Source excerpt>
Environmental ReportingSustainable Scorecard Framework

 

Sustainable Scorecard Framework

Measuring Dairy Value

Australian dairy’s ability to take advantage of expected market expansion may be constrained by the biophysical impacts of climate change and the availability and cost of key farm inputs like water, land and feed, and changes in national policy and regulatory settings (e.g. how dairy is treated under a national emissions trading scheme).
 
Future changes in the policy settings facing dairy will be driven by community views on the ethics and sustainability of industry practices across the whole supply chain. Communities are looking beyond the economics of production and trade and asking whether individual industries are also good stewards of Australia’s natural resources and regions and part of a sustainable future.
 
In its current Strategic Plan, Dairy Australia has determined that one of its strategic priorities is to work to promote and protect dairy’s value proposition to government and the broader community, not only in relation to the economic and health credentials of dairy products but also in terms of its industry-level contribution to broader social and environmental sustainability objectives.
 
While significant work has been done analysing and explaining dairy’s performance in individual areas (such as Health and Nutrition and on-farm NRM), the industry has not yet developed an agreed framework which it can use to present a holistic picture of its sustainability performance.

Problems and tasks>
[A] Return the passage from the Sustainable Scorecard Framework text, starting with "Australian dairy’s ability" and going on through "emissions trading scheme).".
[B] In the Sustainable Scorecard Framework text, what has the dairy industry not yet developed?
[C] Continue the Sustainable Scorecard Framework text from its last sentence.

Data block>
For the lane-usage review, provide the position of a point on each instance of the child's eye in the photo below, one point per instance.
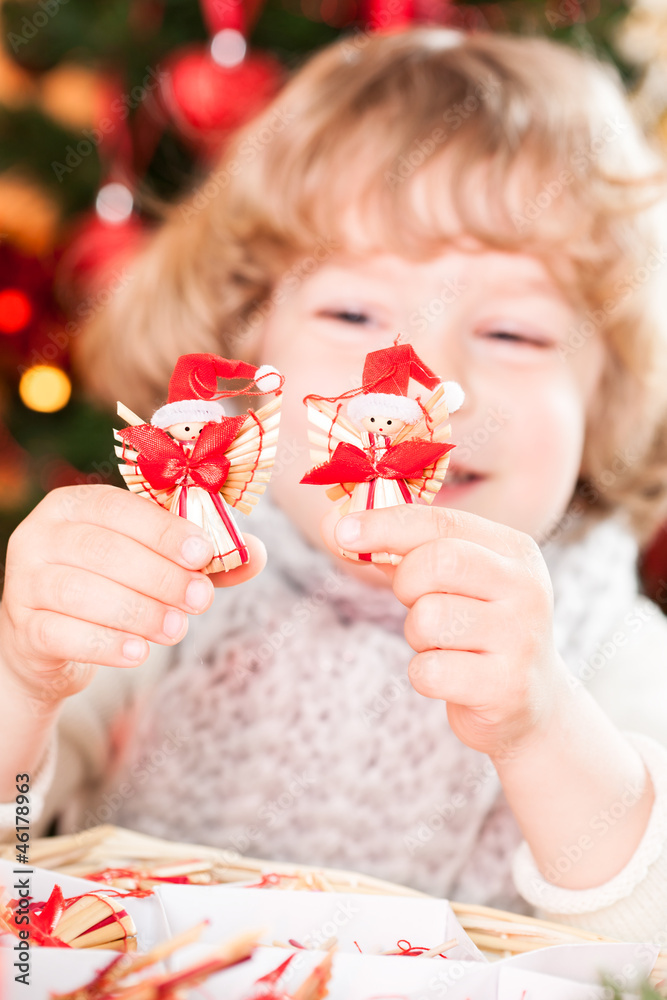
(516, 338)
(346, 316)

Responses to the exercise>
[A]
Australian dairy’s ability to take advantage of expected market expansion may be constrained by the biophysical impacts of climate change and the availability and cost of key farm inputs like water, land and feed, and changes in national policy and regulatory settings (e.g. how dairy is treated under a national emissions trading scheme).

[B] An agreed framework it can use to present a holistic picture of its sustainability performance.

[C]
This project aims to help the industry develop a sustainability scorecard framework that will measure dairy’s environmental sustainability and social performance against a diverse matrix of factors and bring these together into a standardised performance measure that will underpin its communication messages on triple bottom line sustainability. The scorecard outputs will allow the dairy industry to:
  • Compare and benchmark its performance against other sectors
  • Identify gaps in existing knowledge bases,
  • Clarify priority areas of NRM/Sustainability performance and future improvement across the dairy value chain,
  • Proactively explain its sustainability performance in a simple, structured way to a wide range of stakeholder audiences and
  • Identify future sustainability challenges and develop action plans to meet them.
This is an R&D project being conducted by the Queensland University of Technology (QUT).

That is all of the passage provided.